## WRITTEN INSTRUCTION
Pull out each line of the listing below that contains the word "monitor", and list them in their original order.

## DATA FOR THE TASK
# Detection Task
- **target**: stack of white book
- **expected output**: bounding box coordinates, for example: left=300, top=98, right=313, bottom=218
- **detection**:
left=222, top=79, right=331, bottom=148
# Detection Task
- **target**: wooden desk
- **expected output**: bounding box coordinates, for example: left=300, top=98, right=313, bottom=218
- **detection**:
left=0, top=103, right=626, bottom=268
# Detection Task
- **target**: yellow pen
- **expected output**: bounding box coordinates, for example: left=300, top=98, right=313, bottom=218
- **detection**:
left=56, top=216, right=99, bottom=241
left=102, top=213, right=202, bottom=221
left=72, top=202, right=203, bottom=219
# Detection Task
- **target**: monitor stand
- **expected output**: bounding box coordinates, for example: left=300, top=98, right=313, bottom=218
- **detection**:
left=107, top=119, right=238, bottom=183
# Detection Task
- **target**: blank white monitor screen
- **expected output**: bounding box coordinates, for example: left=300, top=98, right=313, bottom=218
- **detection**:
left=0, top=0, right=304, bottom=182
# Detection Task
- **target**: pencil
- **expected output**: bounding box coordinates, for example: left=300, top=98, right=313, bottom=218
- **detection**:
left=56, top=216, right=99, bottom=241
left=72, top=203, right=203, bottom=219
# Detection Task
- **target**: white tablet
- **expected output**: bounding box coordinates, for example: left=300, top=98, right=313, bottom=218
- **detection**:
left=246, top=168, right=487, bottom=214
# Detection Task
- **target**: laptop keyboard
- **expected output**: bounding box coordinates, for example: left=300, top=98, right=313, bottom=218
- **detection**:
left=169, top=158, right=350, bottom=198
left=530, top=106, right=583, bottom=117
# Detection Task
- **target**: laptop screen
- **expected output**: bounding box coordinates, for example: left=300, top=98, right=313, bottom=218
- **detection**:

## FINISHED EXERCISE
- **target**: monitor stand
- **target**: blank white monitor screen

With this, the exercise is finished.